▶ **Aim**: Please count the lines in the rows below that contain the string "girl", and reply with only that number.

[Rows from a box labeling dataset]
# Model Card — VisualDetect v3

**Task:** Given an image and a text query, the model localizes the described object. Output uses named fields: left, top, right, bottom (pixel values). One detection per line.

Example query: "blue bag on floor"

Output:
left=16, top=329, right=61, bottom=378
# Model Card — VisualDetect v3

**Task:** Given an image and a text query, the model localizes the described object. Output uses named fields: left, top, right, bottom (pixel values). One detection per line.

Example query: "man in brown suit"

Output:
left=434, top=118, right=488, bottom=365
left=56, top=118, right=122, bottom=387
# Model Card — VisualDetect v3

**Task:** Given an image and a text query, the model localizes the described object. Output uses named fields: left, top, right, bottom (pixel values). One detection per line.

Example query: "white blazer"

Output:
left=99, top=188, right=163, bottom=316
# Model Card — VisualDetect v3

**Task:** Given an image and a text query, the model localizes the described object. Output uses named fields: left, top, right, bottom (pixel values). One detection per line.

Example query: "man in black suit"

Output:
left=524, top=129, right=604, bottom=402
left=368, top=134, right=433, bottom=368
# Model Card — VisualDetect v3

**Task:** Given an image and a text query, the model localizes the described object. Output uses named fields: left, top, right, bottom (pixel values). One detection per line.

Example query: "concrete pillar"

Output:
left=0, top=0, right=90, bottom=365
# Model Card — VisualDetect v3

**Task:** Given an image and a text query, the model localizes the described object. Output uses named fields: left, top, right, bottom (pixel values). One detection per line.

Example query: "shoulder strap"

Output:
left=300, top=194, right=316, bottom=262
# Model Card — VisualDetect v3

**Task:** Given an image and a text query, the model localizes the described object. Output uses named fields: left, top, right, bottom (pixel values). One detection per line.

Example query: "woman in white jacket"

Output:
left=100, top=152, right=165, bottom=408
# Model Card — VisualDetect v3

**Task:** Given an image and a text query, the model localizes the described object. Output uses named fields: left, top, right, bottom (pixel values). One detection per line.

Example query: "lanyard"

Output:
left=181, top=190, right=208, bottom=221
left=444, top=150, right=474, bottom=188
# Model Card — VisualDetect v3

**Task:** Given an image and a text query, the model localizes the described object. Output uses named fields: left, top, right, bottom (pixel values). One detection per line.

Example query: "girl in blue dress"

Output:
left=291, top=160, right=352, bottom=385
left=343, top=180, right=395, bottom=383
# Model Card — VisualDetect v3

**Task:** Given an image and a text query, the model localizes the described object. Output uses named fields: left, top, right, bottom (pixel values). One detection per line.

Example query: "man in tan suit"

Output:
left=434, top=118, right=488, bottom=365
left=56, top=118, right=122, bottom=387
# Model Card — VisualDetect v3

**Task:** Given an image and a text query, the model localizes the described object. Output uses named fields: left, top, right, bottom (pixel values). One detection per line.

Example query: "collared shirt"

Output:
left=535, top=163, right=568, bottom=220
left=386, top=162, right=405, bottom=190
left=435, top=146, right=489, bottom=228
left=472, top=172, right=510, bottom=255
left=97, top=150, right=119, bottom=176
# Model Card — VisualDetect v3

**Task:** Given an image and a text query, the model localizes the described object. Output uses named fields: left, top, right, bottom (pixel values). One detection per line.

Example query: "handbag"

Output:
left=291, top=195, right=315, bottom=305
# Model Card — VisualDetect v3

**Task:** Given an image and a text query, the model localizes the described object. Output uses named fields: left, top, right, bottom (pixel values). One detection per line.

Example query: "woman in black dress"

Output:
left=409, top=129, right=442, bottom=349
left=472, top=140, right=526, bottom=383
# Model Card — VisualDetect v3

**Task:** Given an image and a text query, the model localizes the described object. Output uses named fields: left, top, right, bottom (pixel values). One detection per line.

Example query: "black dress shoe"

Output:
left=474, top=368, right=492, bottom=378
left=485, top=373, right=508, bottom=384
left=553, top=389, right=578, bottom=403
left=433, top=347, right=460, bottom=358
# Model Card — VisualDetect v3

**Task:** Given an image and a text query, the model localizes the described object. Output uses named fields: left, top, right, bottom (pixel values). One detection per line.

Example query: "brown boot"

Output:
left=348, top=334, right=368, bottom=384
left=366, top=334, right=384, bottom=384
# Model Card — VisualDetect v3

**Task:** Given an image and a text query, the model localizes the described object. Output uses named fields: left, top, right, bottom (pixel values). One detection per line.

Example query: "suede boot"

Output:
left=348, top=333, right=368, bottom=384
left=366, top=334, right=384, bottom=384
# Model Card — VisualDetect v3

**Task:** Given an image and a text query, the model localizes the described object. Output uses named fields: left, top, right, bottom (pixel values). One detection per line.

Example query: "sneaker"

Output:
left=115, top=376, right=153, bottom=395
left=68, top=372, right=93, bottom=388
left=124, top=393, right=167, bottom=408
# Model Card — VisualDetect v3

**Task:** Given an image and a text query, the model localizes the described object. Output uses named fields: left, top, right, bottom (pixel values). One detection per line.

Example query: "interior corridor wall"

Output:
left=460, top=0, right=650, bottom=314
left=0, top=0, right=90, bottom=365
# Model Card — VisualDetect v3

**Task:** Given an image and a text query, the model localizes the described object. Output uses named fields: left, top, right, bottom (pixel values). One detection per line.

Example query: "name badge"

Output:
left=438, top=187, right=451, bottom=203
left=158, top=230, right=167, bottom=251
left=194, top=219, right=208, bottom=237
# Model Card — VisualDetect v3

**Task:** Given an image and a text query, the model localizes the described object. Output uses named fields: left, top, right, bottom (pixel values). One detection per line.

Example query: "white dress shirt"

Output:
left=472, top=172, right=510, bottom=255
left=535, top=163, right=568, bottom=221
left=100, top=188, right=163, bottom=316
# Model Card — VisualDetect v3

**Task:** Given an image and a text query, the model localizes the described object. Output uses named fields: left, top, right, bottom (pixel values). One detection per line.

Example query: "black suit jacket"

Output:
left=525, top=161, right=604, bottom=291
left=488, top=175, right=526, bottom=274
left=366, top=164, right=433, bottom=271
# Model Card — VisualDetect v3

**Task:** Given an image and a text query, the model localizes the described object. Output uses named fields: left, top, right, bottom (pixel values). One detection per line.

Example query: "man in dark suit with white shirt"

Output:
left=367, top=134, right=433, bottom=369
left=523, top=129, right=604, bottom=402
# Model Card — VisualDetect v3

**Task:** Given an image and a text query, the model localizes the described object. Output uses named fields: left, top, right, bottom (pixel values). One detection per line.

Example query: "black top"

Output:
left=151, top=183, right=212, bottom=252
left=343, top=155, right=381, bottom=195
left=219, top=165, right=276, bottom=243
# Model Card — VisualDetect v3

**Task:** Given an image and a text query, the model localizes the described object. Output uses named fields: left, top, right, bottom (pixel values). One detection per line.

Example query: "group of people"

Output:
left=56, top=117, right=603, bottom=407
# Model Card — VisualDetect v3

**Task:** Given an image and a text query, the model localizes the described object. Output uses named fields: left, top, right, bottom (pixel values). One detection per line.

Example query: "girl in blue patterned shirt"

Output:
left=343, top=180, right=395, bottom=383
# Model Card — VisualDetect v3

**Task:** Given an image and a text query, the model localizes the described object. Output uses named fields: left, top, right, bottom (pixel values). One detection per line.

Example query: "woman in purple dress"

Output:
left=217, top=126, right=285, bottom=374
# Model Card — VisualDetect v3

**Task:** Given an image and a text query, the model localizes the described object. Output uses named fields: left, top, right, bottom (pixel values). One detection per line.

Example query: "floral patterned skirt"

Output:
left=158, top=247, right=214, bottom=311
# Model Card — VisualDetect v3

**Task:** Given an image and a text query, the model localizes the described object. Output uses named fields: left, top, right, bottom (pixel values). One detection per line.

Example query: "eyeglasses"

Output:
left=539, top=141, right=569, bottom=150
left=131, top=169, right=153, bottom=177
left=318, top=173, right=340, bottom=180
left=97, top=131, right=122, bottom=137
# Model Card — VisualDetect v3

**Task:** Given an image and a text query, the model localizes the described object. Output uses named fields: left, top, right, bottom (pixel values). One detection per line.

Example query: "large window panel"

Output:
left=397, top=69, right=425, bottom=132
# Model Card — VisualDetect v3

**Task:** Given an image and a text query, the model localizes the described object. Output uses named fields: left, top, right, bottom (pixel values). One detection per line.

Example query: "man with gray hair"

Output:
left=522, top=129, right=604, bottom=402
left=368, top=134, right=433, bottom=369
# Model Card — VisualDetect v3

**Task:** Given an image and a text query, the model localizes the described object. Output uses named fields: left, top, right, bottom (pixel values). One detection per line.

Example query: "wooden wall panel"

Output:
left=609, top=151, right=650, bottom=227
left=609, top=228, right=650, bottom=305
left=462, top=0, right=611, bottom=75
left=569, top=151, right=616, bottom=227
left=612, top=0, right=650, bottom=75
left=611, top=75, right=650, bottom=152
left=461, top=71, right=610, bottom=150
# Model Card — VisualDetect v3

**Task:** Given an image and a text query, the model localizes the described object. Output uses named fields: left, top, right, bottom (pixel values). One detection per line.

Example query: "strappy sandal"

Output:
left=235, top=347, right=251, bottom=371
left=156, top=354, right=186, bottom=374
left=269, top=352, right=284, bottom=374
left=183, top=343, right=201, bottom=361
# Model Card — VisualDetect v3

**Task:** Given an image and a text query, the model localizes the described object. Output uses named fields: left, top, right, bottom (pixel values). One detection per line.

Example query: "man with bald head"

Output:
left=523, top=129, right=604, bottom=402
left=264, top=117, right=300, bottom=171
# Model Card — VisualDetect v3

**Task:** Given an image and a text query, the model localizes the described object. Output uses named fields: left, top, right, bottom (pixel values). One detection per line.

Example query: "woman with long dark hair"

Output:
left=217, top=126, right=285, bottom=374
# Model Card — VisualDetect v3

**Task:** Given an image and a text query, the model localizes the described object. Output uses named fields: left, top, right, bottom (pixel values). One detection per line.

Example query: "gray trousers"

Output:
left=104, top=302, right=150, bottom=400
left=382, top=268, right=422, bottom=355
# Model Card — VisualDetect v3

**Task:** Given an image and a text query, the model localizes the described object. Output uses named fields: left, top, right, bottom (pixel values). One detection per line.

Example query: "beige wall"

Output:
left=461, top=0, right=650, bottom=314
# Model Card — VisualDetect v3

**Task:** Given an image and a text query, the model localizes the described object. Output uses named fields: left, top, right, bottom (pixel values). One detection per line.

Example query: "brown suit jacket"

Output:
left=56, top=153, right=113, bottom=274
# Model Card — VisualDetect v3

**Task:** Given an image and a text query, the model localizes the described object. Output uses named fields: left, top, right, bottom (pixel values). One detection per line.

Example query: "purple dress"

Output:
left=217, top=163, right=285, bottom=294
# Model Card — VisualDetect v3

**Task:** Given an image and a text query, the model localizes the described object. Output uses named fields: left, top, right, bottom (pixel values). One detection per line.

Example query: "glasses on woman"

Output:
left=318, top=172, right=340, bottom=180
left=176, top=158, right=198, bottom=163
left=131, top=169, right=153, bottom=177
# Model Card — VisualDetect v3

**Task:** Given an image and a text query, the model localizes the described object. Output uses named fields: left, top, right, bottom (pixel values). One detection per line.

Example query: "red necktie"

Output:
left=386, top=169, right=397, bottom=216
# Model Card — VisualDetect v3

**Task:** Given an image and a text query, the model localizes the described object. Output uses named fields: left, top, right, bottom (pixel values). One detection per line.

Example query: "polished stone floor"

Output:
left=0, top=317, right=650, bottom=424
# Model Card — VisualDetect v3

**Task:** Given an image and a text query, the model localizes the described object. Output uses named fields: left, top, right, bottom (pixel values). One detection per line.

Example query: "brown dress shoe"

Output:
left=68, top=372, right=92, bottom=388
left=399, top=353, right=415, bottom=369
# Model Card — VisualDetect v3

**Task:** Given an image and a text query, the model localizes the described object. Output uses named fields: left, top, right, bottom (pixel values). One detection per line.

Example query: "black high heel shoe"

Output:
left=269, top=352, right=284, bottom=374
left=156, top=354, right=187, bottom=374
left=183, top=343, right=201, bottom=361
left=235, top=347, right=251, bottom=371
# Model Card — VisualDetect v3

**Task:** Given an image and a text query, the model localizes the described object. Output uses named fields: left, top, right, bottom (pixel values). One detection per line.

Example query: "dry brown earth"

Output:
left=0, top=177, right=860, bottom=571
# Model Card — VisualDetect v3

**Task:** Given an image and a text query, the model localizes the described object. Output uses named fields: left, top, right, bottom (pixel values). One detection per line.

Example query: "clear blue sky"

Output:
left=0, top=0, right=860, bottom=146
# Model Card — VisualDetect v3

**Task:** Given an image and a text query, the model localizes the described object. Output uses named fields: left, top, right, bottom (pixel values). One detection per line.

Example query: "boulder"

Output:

▶ **Answer to the problem**: 2